Idle Moments is an album by American jazz guitarist Grant Green recorded in 1963 and released on the Blue Note label in 1965. It features performances by tenor saxophonist Joe Henderson, vibraphonist  Bobby Hutcherson, pianist Duke Pearson, bassist Bob Cranshaw and drummer Al Harewood.

Recording and music
The album is best known for the title piece, a slow composition in C minor which lasts for nearly 15 minutes. Pearson, who wrote the song, explains in his liner notes to the album that the tune was meant to be much shorter. Due to the musicians repeating the main melody twice, however, there was some confusion as to whether or not one chorus would consist of 16 or 32 bars. Producer Alfred Lion was satisfied with the take, although he suggested that they do a retake to fit the song into a seven-minute limit. However, the song had a special feeling to it which no subsequent take could recapture, so it was decided to release the first take on the album. Two other songs, "Jean De Fleur" and "Django", were re-recorded in shorter renditions to compensate for the length of the title track; the extended renditions of both songs can be heard on the CD re-issues of the album.

Reception
Steve Huey of AllMusic states that Green treats the repertoire of this album "with the graceful elegance that was the hallmark of his best hard bop sessions, and that quality achieves its fullest expression here... Idle Moments is the essential first Green purchase, and some of the finest guitar jazz of the hard bop era."

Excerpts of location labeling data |
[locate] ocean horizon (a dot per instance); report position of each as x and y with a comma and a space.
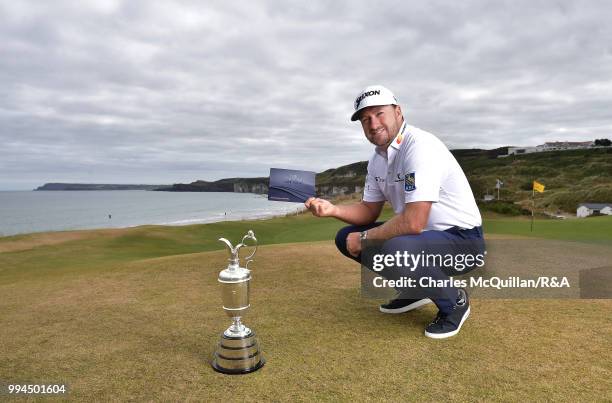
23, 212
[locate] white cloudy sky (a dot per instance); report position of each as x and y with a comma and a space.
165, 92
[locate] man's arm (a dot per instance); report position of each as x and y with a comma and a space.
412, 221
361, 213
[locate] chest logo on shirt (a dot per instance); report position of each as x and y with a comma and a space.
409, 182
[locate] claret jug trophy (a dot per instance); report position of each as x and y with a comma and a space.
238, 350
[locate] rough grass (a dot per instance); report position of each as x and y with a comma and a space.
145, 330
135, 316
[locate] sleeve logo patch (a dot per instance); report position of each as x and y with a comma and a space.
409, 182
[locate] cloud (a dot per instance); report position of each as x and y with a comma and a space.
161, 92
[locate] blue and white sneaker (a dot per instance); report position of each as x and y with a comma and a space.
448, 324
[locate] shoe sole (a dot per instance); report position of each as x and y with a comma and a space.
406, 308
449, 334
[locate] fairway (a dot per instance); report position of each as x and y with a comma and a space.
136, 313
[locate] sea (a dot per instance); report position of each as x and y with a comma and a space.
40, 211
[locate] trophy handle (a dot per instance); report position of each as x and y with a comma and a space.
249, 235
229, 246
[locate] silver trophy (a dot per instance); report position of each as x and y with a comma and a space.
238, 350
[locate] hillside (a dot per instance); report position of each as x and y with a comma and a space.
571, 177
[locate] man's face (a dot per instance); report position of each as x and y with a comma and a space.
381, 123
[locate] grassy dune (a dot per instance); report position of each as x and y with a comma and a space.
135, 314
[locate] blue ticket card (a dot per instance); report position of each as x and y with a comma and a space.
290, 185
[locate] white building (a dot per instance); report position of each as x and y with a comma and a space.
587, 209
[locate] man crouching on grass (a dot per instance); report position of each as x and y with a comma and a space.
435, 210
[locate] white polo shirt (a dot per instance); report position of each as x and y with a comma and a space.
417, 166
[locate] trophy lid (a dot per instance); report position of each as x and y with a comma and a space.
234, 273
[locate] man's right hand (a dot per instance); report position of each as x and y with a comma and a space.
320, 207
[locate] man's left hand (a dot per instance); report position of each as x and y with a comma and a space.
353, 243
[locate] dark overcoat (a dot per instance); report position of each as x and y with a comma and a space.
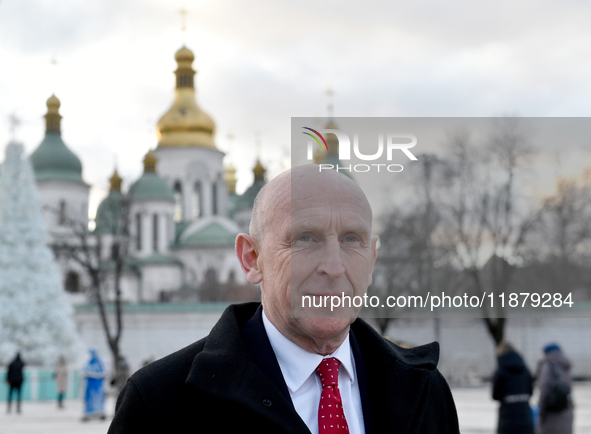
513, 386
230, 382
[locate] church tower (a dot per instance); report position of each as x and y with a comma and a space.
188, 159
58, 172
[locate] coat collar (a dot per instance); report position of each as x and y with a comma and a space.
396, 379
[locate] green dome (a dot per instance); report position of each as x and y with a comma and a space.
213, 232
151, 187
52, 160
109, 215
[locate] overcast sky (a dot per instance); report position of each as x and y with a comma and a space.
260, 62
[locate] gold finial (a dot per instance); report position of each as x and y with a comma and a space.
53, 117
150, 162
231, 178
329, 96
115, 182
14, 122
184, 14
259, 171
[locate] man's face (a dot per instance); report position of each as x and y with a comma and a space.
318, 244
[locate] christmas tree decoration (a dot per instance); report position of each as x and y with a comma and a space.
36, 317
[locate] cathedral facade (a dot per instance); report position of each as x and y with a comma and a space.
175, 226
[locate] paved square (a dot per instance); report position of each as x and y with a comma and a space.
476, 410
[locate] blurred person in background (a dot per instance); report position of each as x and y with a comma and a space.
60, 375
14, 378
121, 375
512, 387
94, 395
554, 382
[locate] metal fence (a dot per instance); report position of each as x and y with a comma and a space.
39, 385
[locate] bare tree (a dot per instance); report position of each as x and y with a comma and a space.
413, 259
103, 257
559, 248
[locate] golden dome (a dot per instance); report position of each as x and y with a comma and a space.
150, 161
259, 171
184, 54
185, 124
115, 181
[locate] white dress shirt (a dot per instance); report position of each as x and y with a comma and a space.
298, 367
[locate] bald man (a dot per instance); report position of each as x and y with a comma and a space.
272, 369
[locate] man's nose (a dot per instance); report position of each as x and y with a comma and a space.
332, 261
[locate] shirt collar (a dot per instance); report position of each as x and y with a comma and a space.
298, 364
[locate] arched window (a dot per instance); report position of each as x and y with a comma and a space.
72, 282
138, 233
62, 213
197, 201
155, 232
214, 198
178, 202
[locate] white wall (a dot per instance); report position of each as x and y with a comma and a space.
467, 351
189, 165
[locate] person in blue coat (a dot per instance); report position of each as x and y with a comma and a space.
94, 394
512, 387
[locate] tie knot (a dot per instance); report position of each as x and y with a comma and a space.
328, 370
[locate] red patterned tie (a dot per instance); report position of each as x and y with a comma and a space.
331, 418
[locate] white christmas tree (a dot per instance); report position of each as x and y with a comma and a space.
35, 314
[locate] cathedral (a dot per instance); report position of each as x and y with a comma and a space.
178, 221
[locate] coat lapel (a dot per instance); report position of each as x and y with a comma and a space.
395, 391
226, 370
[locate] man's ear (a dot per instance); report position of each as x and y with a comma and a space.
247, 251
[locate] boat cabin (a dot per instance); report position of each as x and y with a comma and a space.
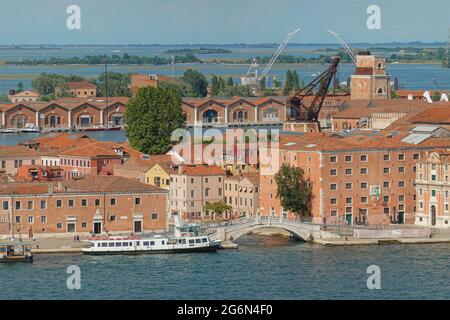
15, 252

Problems |
1. Answer these from the text on the album Idle Moments:
(a) Who plays tenor saxophone on the album?
(b) In what key is the title piece composed?
(c) Which two songs were re-recorded in shorter renditions?
2. Reproduce the passage of the Idle Moments text from "Recording and music" up to and including "of the album.", word for word.
3. Resume the text on the album Idle Moments, starting after its final sentence.

Results by task |
1.
(a) Joe Henderson
(b) C minor
(c) "Jean De Fleur" and "Django"

2.
Recording and music
The album is best known for the title piece, a slow composition in C minor which lasts for nearly 15 minutes. Pearson, who wrote the song, explains in his liner notes to the album that the tune was meant to be much shorter. Due to the musicians repeating the main melody twice, however, there was some confusion as to whether or not one chorus would consist of 16 or 32 bars. Producer Alfred Lion was satisfied with the take, although he suggested that they do a retake to fit the song into a seven-minute limit. However, the song had a special feeling to it which no subsequent take could recapture, so it was decided to release the first take on the album. Two other songs, "Jean De Fleur" and "Django", were re-recorded in shorter renditions to compensate for the length of the title track; the extended renditions of both songs can be heard on the CD re-issues of the album.

3.
The album was identified by jazz historian and journalist Scott Yanow in his essay "What is Hard Bop?" as one of the "17 Essential Hard Bop Recordings".

Track listing

"Idle Moments" (Pearson) – 14:56
"Jean De Fleur" (Green) – 6:49
"Django" (John Lewis) – 8:44
"Nomad" (Pearson) – 12:16

Bonus tracks on CD reissue in 1990:
"Jean De Fleur" [Alternate Take] - 8:09
"Django" [Alternate Take] - 13:12

Recorded on November 4 (#1, 4-6) and November 15 (#2-3), 1963.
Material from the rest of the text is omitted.